» **EXTRACT**
----------

In high-risk perforation cases, severely diseased remnant TM was removed. This included removal of all myringitis, thickened prior graft, devascularized tympanosclerosis, and scar tissue. The entire graft was placed in an underlay fashion, with the cartilage facing medially and perichondrium adjacent to TM remnant and malleus fitting in the groove. Anterosuperiorly, the perichondrium was also tucked for approximately 2–3 mm under the anterior canal wall skin.
In atelectatic ears, the middle ear cleft was entered below RP. The atrophic TM was elevated off mesotympanum and ossicles and excised. If necessary, the posterior bony margin was drilled/curetted. The semilunar cartilage island graft was placed underlay between the manubrium of the malleus and the posterior bony meatal margin. Anteriorly, it is supported by inserting the perichondrium through a pocket created between the manubrium of the malleus and the overlying TM. Posteriorly, the flap of the perichondrium was draped over the posterior canal wall.
In Group B, standard underlay graft technique with TF was carried out in all cases with high-risk perforation and atelectatic ears.
Postoperative care and follow-up
At 3 weeks, antibiotic-steroid drops and Valsalva were advised for additional 2 weeks. Postoperatively, TM was examined for the following features: reperforation/graft failure and recurrence of RP at 6 months–24 months. Hearing results were reported using a four-frequency (0.5, 1, 2, and 3 kHz) pure-tone average air-bone gap (PTA-ABG). Audiometry was carried out at 6 months (short-term hearing outcome) and 24 months (long-term hearing outcome) [Figure 3]. | Figure 3: Postoperative ear with perichondrium-cartilage island graft (left ear)

----------

» **WORK ORDER 1**
According to the ear surgery excerpt, which frequencies made up the pure-tone average used to report hearing results?
» **WORK ORDER 2**
Write the next part of the ear surgery excerpt, picking up after its last sentence.
None of the rows is needed for this work.

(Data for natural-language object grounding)
----------

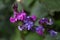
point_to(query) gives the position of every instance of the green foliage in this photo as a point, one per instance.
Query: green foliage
(40, 8)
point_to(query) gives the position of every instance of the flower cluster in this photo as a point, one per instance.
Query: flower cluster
(29, 22)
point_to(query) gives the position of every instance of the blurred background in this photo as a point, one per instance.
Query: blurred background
(41, 8)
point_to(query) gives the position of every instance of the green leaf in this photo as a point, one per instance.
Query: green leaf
(33, 36)
(16, 36)
(48, 37)
(52, 4)
(39, 10)
(27, 2)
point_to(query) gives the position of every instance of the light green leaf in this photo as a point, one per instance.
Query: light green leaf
(16, 36)
(39, 10)
(52, 4)
(48, 37)
(33, 36)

----------

» **FINAL ANSWER 1**
0.5, 1, 2, and 3 kHz

» **FINAL ANSWER 2**
Click here to view |
Statistical analysis
Appropriate statistical tests were applied to determine the outcome of the comparative study. Descriptive statistics were done for distributions of cases. For quantitative parameters, the mean and standard deviation were measured. A Chi-square test was carried out to compare postoperative graft uptake between the two groups. Pre- and postoperative audiological outcomes in each group were compared using paired t-test. Student's unpaired t-test was applied for evaluation of hearing outcome between the two groups. For data analysis, Statistical Product and Service Solutions (SPSS) is owned by IBM. The headquarter of IBM is situated at New York, United States of America was used and significance was set at P < 0.05.
| Results | | |
A total of 110 patients, who met the inclusion criteria, were evaluated for graft integration rate and hearing outcomes (short and long term) in both the groups. In Groups A and B, the mean age of patients was 38.37 years and 32.25 years, respectively. In Group A, 28 patients (51.8%) were female as compared to 31 patients (55.3%) in Group B. In Group A, 26 patients (48.10%) were male as compared to 25 patients (44.6%) in Group B. The distribution of cases with high-risk perforations and atelectasis in Groups A and B is shown in [Table 1].
Graft integrity outcome
Cases had a follow-up for 24 months and were observed for long-term graft uptake. The results were documented and studied. The mean graft integration rate in Group A was 96.29%; two patients had a failure with recurrent perforation [Table 2]. The graft take rate in Group B was 82.14%; 10 patients had a failure (reperforation – 8 and recurrence of RP – 2). In Group B, failure was predominantly observed in cases with revision surgery and draining ears at the time of surgery. A Chi-square test was carried out for postoperative graft uptake in two groups (P < 0.05). Better graft take rate was seen in Group A with PCI graft than Group B with TF graft in the long term.
Audiological outcome in Group A
The average pre- and postoperative PTA-ABGs in Group A are shown in [Table 3]. The mean preoperative PTA-ABG was 25.73 ± 7.44 db. The mean postoperative PTA-ABGs for the short-term and long-term hearing were 15.32 ± 5.33 db and 15.01 ± 3.53 db, respectively. Paired t-test was applied to evaluate the audiological outcome postoperatively at 6 months and 24 months. Group A had statistically significant improvement in hearing (P < 0.05).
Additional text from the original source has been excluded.